• SET PROBLEM
Exclude the pictures and reproduce the remaining data exactly as written.

• INPUT DATA
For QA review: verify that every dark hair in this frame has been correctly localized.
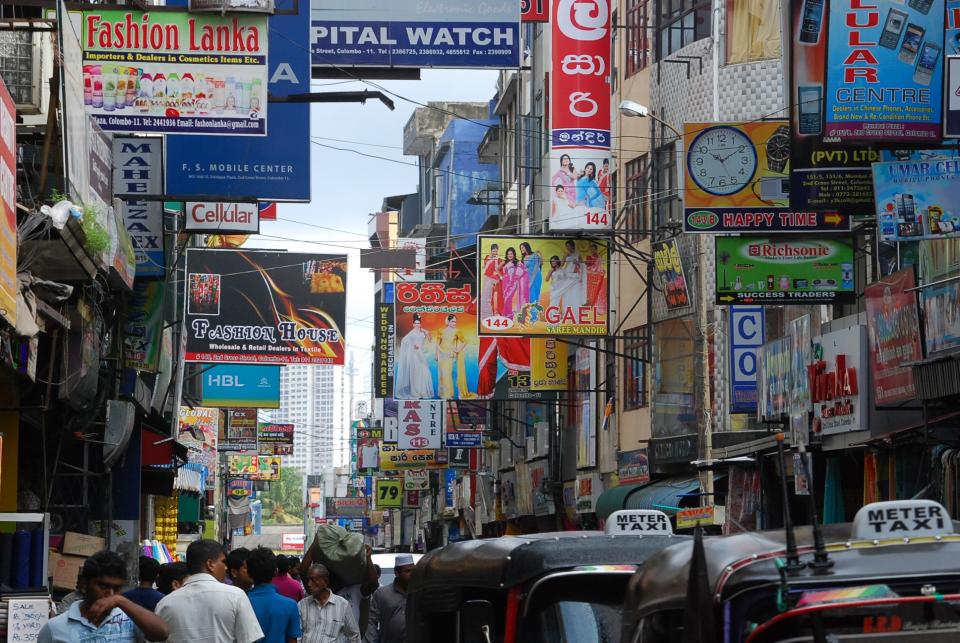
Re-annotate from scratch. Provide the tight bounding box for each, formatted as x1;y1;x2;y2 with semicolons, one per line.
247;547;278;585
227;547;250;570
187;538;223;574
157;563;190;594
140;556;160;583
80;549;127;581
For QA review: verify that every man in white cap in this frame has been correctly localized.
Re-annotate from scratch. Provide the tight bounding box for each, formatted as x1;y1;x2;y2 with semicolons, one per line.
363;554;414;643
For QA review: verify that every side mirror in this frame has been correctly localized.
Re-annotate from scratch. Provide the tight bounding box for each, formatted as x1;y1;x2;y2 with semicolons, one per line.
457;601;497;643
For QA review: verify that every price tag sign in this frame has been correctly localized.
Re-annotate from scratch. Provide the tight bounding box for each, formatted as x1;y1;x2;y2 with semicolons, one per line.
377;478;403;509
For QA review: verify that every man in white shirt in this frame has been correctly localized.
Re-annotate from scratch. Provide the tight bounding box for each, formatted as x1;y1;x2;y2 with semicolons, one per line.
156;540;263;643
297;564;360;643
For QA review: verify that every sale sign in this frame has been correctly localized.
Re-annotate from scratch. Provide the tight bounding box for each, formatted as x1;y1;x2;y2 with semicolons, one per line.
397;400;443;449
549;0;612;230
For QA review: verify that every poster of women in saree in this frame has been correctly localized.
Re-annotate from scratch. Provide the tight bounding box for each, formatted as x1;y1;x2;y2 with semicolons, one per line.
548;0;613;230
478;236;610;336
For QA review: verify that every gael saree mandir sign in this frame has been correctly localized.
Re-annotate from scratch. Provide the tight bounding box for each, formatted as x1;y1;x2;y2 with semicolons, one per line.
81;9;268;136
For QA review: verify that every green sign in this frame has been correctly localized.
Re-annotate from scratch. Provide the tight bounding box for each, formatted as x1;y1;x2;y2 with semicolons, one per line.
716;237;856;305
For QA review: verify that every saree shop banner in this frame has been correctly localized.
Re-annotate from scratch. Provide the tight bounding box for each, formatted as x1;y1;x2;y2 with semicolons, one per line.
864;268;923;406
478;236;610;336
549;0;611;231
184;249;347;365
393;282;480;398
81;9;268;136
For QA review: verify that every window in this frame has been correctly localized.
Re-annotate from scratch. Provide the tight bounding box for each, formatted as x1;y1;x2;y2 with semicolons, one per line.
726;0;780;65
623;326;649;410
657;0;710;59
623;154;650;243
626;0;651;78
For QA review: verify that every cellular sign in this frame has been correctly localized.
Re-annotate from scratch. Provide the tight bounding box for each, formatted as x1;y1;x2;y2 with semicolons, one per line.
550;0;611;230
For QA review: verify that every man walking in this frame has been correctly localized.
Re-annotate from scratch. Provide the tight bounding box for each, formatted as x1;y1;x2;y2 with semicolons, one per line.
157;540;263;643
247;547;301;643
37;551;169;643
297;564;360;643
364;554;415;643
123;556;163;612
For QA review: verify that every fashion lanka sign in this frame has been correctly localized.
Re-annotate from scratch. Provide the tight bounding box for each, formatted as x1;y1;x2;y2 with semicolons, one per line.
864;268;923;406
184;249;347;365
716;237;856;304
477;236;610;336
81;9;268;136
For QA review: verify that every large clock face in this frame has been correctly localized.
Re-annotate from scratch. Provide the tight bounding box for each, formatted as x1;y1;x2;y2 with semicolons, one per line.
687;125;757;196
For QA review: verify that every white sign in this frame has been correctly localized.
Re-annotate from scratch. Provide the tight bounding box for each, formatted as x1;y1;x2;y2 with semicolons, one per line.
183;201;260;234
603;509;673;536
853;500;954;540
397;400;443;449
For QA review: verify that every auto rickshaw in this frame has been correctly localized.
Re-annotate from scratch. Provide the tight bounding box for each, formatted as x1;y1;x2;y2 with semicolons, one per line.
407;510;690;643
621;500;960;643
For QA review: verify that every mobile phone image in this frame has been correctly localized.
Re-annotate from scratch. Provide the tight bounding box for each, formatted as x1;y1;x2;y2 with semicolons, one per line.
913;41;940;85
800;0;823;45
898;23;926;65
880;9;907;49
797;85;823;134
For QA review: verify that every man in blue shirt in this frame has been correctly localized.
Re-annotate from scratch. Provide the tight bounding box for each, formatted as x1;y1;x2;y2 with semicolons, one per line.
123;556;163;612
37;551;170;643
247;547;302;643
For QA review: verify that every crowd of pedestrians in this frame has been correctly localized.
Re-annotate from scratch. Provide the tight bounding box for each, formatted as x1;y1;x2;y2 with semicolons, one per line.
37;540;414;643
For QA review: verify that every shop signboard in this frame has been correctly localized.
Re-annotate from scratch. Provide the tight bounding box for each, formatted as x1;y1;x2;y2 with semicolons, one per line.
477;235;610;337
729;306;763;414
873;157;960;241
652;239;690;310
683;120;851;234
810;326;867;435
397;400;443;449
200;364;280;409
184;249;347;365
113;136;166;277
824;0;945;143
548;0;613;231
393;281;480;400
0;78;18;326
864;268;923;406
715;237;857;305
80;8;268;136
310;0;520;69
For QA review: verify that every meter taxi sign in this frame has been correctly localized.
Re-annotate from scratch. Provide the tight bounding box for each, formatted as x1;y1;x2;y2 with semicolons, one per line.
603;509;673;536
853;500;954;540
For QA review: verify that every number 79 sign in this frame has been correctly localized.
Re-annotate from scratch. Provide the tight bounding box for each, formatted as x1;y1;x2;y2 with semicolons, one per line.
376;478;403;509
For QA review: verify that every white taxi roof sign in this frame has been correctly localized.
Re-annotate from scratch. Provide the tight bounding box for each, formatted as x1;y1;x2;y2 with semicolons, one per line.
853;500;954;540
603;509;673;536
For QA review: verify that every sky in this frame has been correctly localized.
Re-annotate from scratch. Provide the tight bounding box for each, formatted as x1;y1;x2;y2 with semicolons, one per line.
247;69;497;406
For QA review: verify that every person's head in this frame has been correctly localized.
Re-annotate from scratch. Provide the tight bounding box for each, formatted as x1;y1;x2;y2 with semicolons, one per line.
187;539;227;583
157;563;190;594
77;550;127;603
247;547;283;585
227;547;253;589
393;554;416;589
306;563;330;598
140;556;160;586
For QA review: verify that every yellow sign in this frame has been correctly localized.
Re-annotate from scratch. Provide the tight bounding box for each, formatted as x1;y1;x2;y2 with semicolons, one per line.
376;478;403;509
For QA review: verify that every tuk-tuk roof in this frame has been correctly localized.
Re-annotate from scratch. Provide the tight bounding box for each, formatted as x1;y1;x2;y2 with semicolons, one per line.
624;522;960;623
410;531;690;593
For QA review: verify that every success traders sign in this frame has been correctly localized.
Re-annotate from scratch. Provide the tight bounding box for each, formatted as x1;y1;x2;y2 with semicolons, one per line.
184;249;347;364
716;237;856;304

• EXERCISE OUTPUT
For QA review: verify that every dark hair in this frame has been correctly localized.
Re-annotate from scratch. Provide the tight bounding box for each, formatted as x1;y1;x2;y2 with semicolons, one per line.
247;547;278;585
227;547;250;570
187;538;223;574
157;563;190;594
140;556;160;583
80;549;127;581
For QA review: verify that every man in white cap in this frame has been correctly localized.
Re-annotate from scratch. Provide the tight bounding box for each, formatted as x1;y1;x2;y2 with semicolons, one per line.
363;554;414;643
For QA review: verify that every side mirror in this frame has been correctly localized.
Re-annotate from scratch. Provide the tight bounding box for each, formatted as x1;y1;x2;y2 with semicolons, one per line.
457;601;497;643
For QA review: verify that every price tag sign in this frame has been correctly localized.
Re-annotate from scratch. Provide the tight bounding box for each, formatted as x1;y1;x2;y2 with semicolons, one per line.
377;478;403;509
For QA review: verify that every man in white shirt in this frame has been correctly localized.
Re-annotate from scratch. Provide the tight bounding box for each, formatted as x1;y1;x2;y2 with semicolons, one per line.
156;540;263;643
297;564;360;643
For QA review: verify that every sale sign in this frame has been correctly localized.
Re-annotate from scratch. Provide the tight bounding box for each, formatted as x1;y1;x2;y2 with semicolons, one per line.
397;400;443;449
549;0;612;230
For QA review: verify that every poster of women in saree in this frame has been correctly localized.
Re-annotate from scratch. Provide the tight bounding box for each, formatted as x1;y1;x2;y2 with semicolons, one per line.
548;0;613;230
478;236;610;336
For QA review: verify that every gael saree mandir sign in this frame has been correctly localized.
Re-annotate from scratch. Provide the tight bounding box for each, formatted as x1;y1;x2;y2 with semicolons, one per line.
81;9;268;136
For QA review: verify that every green sign in this frame has been correctly localized.
Re-annotate from scratch. Provide the tight bounding box for each, formatted as x1;y1;x2;y2 with semicolons, one per line.
716;237;856;305
For QA review: verify that every saree shop banner in this frame has been correctly localized.
Re-annotate from scratch. Provide the tight bounding box for each, formatted as x1;y1;x2;y2 with semicolons, one per line.
864;268;923;406
478;236;610;336
549;0;611;231
184;249;347;365
393;282;480;398
81;9;268;136
For QA review: verify that every window in this frame has been correctly localized.
Re-annotate from scratch. Provide the tight bounding box for each, formatted as x1;y1;x2;y2 with semicolons, one per line.
726;0;780;65
623;326;649;410
657;0;710;59
623;154;650;243
626;0;651;78
For QA review: verify that every cellular sign in this frame has been correctly localized.
Re-annotate from scratch. Provide the tight bounding box for each, formatted as x1;y1;x2;y2 with semicolons, one per line.
550;0;611;230
For QA review: verify that every man walking in this frame has been correctly localized.
Re-annotate from scratch. Provide the tight bounding box for each, formatted as x1;y1;x2;y2 with semicolons, one per line.
157;540;263;643
247;547;301;643
37;551;169;643
297;564;360;643
364;554;415;643
123;556;163;612
For QA review: verify that every fashion lanka sign in this frame has been correctly localized.
Re-annotate from scratch. Provide the tight bounding box for each, formatted as x1;y1;x2;y2 with semicolons, one per line.
864;268;923;406
184;249;347;365
716;237;856;304
477;236;610;336
81;9;268;136
For QA review: verify that every large clock face in this frame has been correctly localized.
Re-annotate from scratch. Provide the tight bounding box for each, formatted as x1;y1;x2;y2 with semicolons, one per line.
687;125;757;196
For QA review: verify that every white sign in this frame has been correctly localized.
Re-annotate from scratch. Provide the tight bounding box for each, formatted as x1;y1;x2;y2 with semicolons, one per line.
183;201;260;234
603;509;673;536
853;500;954;540
397;400;443;449
For QA review: verify that every auto rickshaw in this frame has been correctly localized.
Re-annotate from scratch. Provide the tight bounding box for each, formatted as x1;y1;x2;y2 with semicolons, one per line.
407;510;690;643
621;500;960;643
For QA review: verify that every mobile phone image in this frame has been correctly localized.
Re-annotate from scratch. Provide the tight bounding box for each, formatted as x1;y1;x2;y2 with semicolons, one per line.
913;41;940;85
800;0;823;45
898;23;926;65
880;9;907;49
797;85;823;134
For QA review: verify that every man in blue shirt in this frame has been correctly localized.
Re-annotate from scratch. Provide the tight bounding box for each, formatted as x1;y1;x2;y2 with semicolons, one per line.
123;556;163;612
37;551;170;643
247;547;302;643
For QA review: verify that every crowd of pedestrians in this frame has been correctly localized.
Re-annotate from scratch. Provide the tight bounding box for each, formatted as x1;y1;x2;y2 with semicolons, one per line.
37;540;414;643
For QA review: verify that every shop signboard in this frame has been correctly localized.
Re-annotate from scratch. Provide the tight bounding box for each, formatted as x1;y1;x2;y2 with semicolons, one per line.
477;235;610;337
729;306;763;414
873;157;960;241
652;239;690;310
683;120;851;234
810;326;867;435
397;400;443;449
200;364;280;409
184;249;347;365
113;136;166;277
824;0;945;143
548;0;613;231
393;281;480;400
0;78;18;326
864;268;923;406
715;237;857;305
80;8;268;136
310;0;520;69
For QA review: verify that every meter taxi sign in this frame has been correctly localized.
Re-annotate from scratch. Provide the tight bounding box for each, formatted as x1;y1;x2;y2 with semicolons, one per line.
603;509;673;536
853;500;954;540
For QA review: verify that every number 79 sign in this frame has been correctly localized.
Re-annotate from scratch. Provide the tight bounding box for each, formatted as x1;y1;x2;y2 with semicolons, one per line.
376;478;403;509
For QA review: verify that every white taxi roof sign in this frame has been correctly localized.
Re-annotate from scratch. Provide the tight bounding box for each, formatted as x1;y1;x2;y2 with semicolons, one per line.
853;500;954;540
603;509;673;536
For QA review: verify that every sky in this frame has been correctly localized.
Re-annotate from scratch. Provide the tight bounding box for each, formatted as x1;y1;x2;y2 with semicolons, one per line.
247;69;497;406
For QA review: verify that every person's head in this frame has been correctly localized.
Re-annotate from scratch. Provide the tight bounding box for each, formatted as x1;y1;x2;y2 with semicolons, one per line.
187;539;227;583
157;563;190;594
77;550;127;603
247;547;283;585
227;547;253;589
393;554;416;589
306;563;330;598
140;556;160;586
For QA review: verify that every yellow sign in this frame has been correctly localized.
Re-annotate from scratch. Provide the tight bounding box for each, formatted as x1;y1;x2;y2 with semicolons, one per line.
376;478;403;509
For QA review: verify that every tuk-tuk roof in this frame has been correctly localized.
Re-annotate from scratch. Provide the tight bounding box for each, formatted as x1;y1;x2;y2 with semicolons, one per line.
624;522;960;623
410;531;690;593
For QA review: verify that every success traders sign in this frame has been correctly localized.
Re-annotate from scratch. Provide the tight bounding box for each, formatted as x1;y1;x2;y2 with semicolons, one per line.
184;249;347;364
716;237;856;304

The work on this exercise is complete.